# DIRECTIONS
Which lines in the records below contain the word "mirror"? Copy each one.

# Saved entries
══════════════════════════════

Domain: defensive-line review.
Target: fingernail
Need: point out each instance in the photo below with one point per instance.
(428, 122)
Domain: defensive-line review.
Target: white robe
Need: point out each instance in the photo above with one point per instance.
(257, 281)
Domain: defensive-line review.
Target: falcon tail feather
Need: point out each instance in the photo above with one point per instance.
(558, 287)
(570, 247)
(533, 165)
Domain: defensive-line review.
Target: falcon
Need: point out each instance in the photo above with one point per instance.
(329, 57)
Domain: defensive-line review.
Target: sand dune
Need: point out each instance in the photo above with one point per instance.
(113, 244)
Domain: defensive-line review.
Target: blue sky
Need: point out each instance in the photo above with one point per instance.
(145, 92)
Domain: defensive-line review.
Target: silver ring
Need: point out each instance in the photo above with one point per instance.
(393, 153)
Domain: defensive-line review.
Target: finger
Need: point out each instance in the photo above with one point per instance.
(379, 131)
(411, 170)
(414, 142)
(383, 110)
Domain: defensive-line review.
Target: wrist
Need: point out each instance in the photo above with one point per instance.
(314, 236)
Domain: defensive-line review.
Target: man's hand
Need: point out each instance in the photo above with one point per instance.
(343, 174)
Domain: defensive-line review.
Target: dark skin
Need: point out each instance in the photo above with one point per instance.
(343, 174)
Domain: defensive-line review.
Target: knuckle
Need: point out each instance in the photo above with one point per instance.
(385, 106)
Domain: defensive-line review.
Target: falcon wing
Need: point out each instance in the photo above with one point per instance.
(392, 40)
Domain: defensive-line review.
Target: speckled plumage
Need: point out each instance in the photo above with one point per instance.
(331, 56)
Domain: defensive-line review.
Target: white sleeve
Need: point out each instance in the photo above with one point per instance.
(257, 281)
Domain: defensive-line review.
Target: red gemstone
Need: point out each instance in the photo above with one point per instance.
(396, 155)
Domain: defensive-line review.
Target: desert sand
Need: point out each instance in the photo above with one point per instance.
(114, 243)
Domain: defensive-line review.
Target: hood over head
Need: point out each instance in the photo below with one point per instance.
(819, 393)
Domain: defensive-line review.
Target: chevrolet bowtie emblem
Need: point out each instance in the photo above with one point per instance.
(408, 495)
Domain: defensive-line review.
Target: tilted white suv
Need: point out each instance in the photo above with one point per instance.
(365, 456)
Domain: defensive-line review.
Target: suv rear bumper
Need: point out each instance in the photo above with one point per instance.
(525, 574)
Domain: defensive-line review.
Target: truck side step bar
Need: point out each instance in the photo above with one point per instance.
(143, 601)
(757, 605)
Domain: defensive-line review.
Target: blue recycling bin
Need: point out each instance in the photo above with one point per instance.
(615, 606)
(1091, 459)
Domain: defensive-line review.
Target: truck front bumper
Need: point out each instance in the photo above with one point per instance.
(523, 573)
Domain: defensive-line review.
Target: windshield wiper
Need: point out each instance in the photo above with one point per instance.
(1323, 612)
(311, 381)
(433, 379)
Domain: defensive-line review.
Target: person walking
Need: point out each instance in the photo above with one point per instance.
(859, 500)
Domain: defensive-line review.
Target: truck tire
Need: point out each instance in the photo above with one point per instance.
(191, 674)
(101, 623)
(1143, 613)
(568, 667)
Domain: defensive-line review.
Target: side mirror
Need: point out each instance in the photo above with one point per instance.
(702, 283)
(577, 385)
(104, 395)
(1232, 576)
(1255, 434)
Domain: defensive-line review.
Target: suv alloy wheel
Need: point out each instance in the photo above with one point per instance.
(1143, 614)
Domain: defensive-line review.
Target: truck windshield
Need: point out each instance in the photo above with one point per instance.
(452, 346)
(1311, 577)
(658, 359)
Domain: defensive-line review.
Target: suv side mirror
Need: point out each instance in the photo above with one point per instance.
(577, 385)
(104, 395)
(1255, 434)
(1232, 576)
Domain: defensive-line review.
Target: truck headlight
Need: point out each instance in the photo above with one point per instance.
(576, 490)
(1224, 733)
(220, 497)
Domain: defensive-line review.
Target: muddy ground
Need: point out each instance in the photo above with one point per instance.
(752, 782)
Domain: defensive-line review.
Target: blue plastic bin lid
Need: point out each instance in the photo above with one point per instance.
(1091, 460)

══════════════════════════════

# ANSWER FOR THE TASK
Target: side mirror
Target: suv side mirror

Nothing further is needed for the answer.